What the exercise asks: Restate exactly, and only, the lines from the one with "of the raked" through the end of the data, with both of those end lines kept. Drop any pictures.

Image object location entries
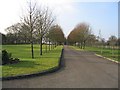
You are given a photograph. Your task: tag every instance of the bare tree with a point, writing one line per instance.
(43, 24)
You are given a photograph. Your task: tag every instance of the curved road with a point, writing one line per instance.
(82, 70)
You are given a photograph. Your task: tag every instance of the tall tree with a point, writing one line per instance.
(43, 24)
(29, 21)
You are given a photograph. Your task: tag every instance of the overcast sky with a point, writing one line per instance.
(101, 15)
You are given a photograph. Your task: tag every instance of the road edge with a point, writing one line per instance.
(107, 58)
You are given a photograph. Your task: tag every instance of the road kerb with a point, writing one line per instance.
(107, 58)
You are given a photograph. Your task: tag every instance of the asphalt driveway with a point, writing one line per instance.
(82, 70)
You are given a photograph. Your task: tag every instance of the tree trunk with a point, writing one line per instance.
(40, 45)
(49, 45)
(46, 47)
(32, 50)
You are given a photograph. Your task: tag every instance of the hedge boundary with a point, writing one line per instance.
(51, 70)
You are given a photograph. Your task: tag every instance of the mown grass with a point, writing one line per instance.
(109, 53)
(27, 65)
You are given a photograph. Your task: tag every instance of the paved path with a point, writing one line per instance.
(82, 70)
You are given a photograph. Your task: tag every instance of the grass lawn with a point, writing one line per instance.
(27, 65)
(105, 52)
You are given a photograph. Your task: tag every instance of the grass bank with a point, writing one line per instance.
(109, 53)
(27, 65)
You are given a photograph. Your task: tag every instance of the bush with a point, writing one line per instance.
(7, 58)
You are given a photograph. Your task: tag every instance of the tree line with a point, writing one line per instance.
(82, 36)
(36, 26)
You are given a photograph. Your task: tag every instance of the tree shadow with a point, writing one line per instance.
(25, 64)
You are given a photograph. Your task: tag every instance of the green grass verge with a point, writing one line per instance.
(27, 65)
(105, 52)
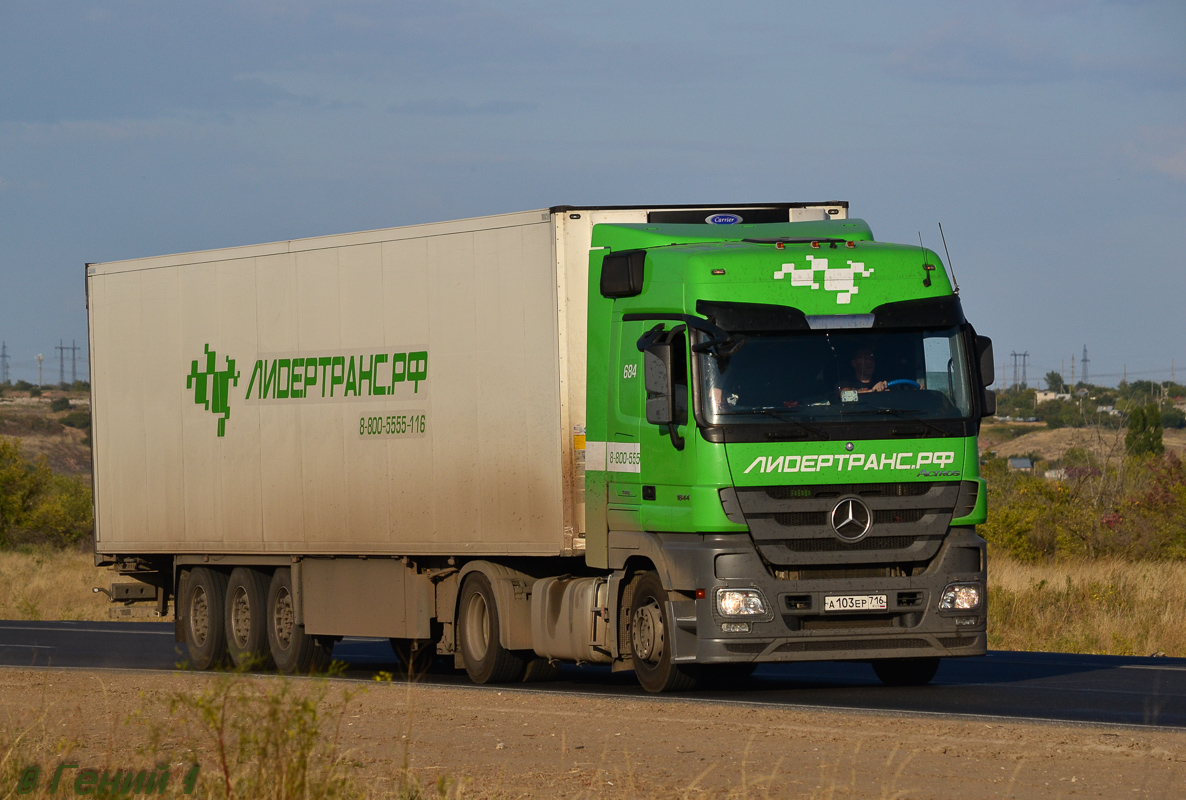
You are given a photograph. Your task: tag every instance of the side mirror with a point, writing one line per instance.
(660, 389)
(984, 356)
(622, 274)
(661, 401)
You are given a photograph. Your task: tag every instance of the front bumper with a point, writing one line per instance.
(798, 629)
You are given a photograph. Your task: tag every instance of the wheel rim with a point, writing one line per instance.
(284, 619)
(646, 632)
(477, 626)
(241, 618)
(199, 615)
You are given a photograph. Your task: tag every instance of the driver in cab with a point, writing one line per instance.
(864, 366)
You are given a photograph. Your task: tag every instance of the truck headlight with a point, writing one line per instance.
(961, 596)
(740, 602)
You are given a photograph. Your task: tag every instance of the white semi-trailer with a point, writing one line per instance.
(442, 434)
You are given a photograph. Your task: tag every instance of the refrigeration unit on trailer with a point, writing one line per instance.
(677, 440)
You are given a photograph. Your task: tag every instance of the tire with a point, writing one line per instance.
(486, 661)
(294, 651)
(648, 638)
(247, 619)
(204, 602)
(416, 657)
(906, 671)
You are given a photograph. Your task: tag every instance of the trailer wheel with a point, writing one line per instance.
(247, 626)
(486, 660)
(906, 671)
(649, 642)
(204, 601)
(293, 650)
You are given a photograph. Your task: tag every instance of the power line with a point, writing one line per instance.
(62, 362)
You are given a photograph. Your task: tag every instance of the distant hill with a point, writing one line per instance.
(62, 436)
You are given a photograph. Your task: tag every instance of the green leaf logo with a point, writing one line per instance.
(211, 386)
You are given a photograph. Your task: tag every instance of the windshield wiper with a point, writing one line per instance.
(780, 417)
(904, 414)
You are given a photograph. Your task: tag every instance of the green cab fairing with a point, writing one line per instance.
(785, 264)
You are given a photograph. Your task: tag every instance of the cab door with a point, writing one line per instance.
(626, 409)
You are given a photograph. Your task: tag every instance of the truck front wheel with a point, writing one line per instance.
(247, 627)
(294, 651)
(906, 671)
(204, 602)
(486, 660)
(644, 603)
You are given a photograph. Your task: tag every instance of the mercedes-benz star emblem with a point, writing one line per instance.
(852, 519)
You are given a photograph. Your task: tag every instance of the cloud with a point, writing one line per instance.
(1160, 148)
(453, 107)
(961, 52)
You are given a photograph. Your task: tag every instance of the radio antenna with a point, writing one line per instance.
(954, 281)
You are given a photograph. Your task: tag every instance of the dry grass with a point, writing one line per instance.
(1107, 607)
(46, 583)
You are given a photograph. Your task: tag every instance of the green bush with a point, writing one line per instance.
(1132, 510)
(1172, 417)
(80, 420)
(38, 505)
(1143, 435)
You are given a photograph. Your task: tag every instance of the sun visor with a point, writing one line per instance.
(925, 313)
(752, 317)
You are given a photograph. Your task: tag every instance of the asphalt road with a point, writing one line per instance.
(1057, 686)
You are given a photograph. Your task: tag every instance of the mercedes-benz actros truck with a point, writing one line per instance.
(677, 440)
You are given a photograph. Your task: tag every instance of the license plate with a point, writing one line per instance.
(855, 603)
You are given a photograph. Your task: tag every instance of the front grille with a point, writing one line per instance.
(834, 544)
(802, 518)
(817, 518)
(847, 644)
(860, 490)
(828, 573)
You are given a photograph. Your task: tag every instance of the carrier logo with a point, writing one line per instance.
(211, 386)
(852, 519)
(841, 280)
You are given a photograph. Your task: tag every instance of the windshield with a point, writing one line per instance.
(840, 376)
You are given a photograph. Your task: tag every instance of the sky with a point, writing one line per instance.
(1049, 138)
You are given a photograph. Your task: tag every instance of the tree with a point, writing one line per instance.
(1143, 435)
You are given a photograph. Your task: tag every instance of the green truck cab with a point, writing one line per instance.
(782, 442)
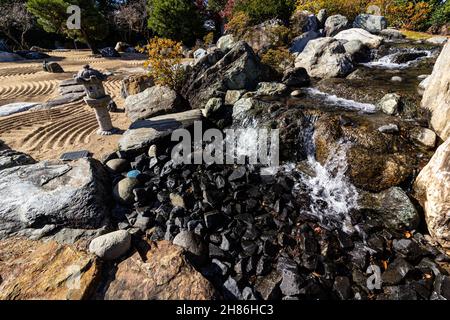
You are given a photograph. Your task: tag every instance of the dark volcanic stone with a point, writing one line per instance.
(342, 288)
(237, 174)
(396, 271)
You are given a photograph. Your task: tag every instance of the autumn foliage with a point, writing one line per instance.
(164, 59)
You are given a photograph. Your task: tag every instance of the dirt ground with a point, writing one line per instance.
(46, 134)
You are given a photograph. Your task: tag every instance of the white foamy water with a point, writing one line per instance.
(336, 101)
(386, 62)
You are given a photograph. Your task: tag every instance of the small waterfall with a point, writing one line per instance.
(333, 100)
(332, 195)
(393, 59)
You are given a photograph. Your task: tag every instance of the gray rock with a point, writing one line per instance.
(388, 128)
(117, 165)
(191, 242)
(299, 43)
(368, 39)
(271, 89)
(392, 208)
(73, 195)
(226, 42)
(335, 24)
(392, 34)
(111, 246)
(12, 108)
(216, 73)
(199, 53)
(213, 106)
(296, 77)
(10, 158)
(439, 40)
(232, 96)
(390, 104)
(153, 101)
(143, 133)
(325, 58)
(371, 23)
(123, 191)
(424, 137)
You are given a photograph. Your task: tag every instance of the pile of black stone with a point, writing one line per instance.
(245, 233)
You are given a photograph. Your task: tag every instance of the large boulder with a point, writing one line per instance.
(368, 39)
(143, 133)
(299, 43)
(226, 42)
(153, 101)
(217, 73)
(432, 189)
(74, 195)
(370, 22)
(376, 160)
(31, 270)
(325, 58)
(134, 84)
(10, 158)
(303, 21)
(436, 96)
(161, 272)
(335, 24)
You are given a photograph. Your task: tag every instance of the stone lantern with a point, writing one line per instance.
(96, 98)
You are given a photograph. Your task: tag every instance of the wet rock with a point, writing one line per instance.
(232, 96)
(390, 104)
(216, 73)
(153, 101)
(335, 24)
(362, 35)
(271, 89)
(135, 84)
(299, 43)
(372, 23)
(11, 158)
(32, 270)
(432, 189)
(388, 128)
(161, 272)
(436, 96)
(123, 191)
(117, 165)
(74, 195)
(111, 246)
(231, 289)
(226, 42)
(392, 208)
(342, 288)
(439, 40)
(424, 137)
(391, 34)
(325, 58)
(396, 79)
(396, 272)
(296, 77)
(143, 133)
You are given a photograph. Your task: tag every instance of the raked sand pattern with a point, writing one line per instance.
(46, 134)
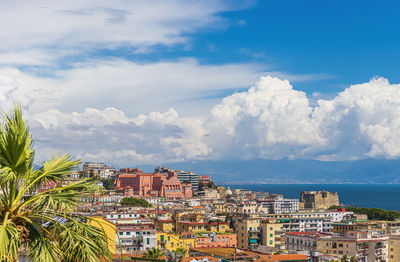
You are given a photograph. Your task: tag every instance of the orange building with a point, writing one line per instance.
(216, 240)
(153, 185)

Final answer:
You are given a photograph. Your task: tag every instance of the raked sand pattern with a point, writing one line per instance.
(46, 134)
You are given a photograph. Your task: tag every instance of the orange building with a point, writing one line per instance.
(216, 240)
(153, 185)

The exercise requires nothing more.